▸ **What the task requires**: Report every row below that contains the word "scroll", copying each one in full. Case counts.

A run of rows
▽
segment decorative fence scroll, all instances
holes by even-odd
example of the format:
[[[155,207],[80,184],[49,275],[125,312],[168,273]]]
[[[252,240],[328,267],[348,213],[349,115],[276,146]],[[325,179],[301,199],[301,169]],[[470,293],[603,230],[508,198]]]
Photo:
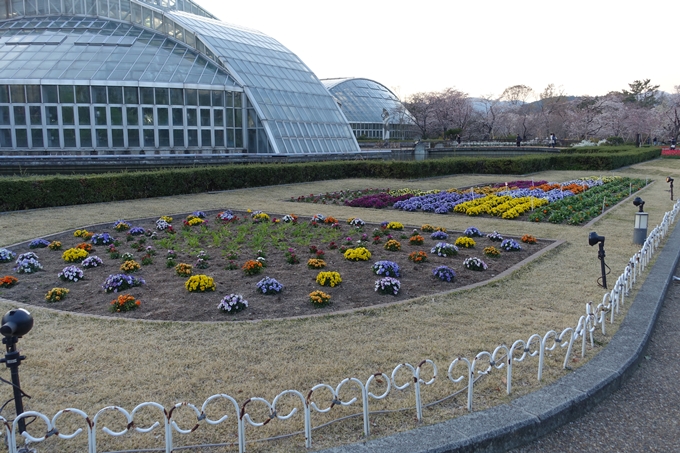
△
▸ **The reply**:
segment decorative fence scroll, all instances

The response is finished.